* start Information supplied *

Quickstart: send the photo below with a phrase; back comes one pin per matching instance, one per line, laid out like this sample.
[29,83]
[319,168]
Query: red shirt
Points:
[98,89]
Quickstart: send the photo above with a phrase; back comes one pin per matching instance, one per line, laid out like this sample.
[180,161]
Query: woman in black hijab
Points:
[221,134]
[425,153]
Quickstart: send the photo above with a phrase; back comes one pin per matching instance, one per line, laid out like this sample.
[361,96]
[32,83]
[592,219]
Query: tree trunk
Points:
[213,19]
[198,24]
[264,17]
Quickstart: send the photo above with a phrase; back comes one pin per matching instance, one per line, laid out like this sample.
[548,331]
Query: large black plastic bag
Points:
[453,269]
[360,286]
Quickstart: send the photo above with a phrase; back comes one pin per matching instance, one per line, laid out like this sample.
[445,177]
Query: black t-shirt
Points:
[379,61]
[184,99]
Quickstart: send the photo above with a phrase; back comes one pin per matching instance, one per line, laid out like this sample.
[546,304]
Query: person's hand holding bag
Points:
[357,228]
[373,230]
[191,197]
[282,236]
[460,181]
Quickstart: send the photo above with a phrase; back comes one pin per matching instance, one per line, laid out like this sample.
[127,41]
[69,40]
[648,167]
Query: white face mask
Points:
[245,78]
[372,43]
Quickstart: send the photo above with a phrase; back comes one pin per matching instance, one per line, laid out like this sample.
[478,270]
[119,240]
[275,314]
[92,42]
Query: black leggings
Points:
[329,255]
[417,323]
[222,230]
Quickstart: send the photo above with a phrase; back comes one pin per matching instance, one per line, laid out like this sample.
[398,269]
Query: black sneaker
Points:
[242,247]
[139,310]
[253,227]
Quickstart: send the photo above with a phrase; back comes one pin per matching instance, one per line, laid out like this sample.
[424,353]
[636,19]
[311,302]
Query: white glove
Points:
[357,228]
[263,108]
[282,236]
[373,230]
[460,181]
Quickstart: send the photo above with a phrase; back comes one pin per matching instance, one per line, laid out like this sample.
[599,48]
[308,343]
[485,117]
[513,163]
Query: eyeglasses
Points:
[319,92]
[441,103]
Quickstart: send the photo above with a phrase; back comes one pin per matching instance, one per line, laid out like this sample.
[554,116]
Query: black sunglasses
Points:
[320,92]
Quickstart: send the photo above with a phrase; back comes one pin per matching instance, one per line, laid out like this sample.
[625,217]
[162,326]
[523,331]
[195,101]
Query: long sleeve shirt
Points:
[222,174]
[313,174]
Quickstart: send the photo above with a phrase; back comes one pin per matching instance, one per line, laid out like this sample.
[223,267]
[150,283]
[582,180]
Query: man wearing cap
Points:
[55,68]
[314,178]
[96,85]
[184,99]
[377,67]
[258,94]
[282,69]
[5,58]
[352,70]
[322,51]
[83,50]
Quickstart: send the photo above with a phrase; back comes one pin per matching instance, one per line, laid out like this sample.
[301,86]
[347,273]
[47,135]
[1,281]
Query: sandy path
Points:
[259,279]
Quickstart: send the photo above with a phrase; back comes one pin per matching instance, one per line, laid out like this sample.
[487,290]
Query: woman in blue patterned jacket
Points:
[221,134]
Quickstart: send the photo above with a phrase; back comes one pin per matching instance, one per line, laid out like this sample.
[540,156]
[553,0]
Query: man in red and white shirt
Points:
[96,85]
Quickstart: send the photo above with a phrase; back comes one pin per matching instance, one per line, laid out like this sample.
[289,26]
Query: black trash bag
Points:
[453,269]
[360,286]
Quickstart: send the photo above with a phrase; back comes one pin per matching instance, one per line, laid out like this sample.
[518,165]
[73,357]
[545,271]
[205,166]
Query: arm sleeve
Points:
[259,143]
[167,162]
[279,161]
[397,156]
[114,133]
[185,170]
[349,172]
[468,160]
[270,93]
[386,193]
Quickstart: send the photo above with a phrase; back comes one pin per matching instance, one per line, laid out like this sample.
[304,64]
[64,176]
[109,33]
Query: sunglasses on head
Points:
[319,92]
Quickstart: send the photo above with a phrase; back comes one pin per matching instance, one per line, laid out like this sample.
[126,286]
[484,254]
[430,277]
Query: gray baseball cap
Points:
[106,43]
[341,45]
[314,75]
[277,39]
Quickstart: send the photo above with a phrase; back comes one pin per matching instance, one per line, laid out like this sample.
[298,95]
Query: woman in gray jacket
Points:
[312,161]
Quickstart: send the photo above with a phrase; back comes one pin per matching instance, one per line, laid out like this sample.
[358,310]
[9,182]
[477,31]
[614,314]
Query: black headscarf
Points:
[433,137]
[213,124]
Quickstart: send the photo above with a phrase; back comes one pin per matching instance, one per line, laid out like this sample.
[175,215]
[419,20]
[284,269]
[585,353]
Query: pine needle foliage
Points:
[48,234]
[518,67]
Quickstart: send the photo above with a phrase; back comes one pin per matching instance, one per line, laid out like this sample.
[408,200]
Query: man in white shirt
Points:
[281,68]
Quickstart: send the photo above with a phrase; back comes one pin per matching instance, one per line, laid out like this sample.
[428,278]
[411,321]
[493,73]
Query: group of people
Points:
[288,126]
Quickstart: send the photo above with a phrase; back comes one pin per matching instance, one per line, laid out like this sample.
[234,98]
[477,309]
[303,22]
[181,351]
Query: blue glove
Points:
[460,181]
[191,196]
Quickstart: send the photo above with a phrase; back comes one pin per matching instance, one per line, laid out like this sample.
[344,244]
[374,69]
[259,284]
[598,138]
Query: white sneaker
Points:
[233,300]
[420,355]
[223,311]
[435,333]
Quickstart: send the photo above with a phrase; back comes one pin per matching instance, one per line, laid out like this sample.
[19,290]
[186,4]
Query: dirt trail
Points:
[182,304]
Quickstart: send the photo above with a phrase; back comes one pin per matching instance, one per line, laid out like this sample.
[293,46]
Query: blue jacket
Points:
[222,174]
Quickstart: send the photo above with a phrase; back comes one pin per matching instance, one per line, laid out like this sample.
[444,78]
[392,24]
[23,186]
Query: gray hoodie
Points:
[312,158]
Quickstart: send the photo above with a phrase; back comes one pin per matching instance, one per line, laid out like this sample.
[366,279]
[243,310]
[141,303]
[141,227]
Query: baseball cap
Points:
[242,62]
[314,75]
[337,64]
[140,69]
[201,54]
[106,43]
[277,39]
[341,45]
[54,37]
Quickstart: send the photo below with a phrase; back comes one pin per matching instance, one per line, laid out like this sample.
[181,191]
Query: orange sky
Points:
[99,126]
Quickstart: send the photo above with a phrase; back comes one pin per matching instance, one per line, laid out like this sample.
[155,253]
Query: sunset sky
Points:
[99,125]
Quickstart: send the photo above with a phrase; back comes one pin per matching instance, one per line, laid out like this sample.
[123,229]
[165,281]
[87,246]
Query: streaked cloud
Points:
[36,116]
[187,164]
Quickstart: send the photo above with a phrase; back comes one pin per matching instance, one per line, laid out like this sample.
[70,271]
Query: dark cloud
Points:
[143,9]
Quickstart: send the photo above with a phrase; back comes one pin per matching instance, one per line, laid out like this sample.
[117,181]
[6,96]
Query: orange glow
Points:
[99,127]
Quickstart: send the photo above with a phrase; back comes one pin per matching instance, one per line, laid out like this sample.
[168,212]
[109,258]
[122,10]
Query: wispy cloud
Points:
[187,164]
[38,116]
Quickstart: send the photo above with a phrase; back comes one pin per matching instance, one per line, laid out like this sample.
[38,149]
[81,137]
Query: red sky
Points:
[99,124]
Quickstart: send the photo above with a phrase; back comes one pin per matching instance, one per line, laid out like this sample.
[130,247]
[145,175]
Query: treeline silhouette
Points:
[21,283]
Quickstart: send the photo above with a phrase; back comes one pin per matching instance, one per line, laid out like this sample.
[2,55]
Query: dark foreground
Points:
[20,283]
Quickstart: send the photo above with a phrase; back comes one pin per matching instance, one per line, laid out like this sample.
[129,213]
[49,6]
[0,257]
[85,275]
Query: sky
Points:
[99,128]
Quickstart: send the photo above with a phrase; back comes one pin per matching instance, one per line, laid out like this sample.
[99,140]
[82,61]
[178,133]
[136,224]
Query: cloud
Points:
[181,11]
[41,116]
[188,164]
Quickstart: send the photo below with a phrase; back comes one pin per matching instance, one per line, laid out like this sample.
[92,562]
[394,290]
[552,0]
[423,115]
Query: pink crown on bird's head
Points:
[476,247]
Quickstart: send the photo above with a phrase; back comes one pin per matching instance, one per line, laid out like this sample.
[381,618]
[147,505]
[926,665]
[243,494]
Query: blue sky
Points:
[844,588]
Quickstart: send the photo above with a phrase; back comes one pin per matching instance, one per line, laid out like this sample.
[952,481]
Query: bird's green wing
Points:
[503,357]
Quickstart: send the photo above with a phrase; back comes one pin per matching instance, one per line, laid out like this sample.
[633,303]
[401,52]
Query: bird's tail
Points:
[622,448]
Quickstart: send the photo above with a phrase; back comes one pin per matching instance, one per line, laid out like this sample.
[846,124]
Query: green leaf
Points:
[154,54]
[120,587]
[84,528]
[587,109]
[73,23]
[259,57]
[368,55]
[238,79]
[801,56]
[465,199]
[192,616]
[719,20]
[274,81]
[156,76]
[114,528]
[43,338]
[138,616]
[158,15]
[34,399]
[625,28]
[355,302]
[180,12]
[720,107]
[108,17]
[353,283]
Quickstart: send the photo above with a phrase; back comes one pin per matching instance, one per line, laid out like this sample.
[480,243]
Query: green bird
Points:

* end Information supplied *

Set problem
Pull out every line in the rows above that contains the word "woman" and copy each of those lines in full.

Answer to the problem
Query: woman in black hijab
Query: woman in blue patterned jacket
Query: woman in gray jacket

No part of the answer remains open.